__Data listing__
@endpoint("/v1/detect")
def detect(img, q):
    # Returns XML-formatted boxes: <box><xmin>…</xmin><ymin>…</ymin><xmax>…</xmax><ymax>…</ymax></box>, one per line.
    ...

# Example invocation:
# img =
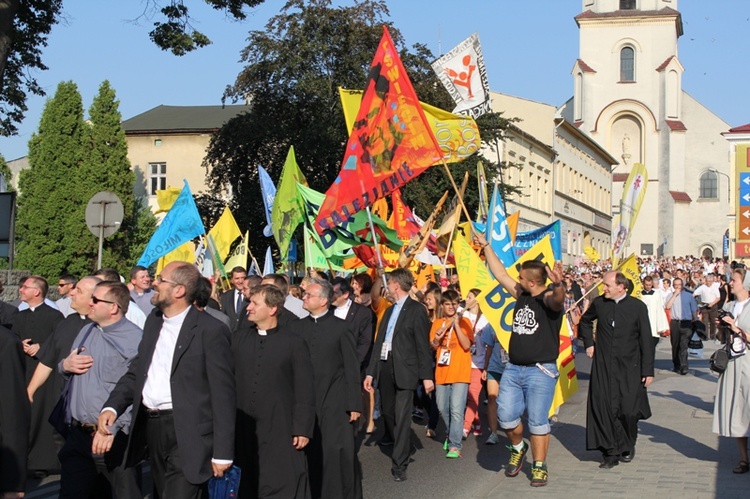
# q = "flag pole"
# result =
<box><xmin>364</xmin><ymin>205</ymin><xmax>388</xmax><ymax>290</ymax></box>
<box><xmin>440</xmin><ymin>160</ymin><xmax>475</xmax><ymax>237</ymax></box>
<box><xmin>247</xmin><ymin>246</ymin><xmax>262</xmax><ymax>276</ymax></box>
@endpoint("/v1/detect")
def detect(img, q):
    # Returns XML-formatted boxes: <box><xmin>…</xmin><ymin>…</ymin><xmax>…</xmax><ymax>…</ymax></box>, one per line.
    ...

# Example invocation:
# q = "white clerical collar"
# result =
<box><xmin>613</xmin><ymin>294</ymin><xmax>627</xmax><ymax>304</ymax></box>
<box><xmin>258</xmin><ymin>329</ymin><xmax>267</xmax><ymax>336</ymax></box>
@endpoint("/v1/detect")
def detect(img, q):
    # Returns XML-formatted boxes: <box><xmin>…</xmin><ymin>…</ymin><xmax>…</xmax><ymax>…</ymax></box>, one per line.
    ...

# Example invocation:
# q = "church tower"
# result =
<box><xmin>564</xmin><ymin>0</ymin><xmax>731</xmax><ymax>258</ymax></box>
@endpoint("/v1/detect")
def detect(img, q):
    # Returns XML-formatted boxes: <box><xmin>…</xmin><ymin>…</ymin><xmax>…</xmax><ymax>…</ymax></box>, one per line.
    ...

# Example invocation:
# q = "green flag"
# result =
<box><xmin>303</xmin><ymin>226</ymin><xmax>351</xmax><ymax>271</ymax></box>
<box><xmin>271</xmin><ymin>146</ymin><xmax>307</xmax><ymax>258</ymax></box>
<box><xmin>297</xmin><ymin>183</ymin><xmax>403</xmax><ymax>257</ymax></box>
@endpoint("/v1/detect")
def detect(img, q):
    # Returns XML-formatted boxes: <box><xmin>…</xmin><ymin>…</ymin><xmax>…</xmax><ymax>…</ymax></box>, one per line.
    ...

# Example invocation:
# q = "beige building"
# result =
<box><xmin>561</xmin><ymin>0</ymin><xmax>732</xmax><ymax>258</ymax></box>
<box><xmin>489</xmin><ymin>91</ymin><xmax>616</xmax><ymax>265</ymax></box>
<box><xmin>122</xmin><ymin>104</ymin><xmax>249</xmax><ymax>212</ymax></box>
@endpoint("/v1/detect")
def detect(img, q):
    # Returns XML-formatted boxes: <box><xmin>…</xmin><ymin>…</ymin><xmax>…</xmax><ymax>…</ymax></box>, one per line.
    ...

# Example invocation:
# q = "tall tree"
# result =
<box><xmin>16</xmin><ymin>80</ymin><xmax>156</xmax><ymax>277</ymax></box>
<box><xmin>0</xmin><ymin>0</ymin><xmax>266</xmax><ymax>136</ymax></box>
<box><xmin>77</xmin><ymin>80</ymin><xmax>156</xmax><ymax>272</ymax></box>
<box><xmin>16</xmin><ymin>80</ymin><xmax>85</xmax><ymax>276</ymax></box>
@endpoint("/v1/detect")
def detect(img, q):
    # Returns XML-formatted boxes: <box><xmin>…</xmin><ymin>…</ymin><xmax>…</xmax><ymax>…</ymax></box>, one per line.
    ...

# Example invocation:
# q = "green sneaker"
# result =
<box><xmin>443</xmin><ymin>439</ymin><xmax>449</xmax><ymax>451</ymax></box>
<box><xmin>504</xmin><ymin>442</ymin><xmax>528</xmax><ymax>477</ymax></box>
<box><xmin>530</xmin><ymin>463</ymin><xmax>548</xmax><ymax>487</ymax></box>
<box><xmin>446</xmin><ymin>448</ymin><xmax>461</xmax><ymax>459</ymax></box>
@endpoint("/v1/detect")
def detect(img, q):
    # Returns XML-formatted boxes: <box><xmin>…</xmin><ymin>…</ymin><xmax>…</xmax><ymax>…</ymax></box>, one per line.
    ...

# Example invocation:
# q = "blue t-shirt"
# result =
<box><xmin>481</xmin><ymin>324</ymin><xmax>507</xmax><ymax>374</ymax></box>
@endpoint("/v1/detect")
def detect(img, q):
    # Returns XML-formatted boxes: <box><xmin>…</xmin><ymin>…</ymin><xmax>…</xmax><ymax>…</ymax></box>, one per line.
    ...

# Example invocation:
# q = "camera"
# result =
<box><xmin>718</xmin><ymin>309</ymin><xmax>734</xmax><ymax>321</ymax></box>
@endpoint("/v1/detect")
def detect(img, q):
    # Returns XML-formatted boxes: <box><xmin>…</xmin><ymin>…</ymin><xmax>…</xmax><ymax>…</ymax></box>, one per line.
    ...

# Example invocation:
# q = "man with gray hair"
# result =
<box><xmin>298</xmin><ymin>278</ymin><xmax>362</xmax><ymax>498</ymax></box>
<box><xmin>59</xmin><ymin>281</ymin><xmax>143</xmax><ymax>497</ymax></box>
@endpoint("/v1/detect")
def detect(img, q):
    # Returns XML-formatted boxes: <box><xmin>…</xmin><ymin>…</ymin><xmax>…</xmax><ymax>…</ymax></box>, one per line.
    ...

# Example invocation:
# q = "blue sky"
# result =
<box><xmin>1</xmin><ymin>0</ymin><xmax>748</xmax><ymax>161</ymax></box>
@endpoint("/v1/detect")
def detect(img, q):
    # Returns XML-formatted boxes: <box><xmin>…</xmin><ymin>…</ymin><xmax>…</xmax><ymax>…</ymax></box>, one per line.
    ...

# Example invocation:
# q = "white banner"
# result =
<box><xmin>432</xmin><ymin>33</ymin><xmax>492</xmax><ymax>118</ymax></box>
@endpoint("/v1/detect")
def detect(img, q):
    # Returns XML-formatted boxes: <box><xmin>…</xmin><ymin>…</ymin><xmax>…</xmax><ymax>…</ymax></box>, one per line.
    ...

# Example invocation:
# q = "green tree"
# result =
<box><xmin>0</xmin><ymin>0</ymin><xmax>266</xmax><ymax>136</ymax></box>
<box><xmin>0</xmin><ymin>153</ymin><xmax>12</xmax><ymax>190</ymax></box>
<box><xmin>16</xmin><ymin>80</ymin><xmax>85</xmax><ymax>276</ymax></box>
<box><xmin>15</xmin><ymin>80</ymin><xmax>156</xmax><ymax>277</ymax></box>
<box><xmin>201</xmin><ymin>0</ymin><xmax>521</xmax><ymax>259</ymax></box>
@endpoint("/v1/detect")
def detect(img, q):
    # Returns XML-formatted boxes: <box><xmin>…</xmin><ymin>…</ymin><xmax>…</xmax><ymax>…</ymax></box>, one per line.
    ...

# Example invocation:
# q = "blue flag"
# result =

__Exercise aim__
Take every line from the data that includes the word "green".

__Result below__
# q = "green flag"
# q = "green sneaker"
# q = "green tree"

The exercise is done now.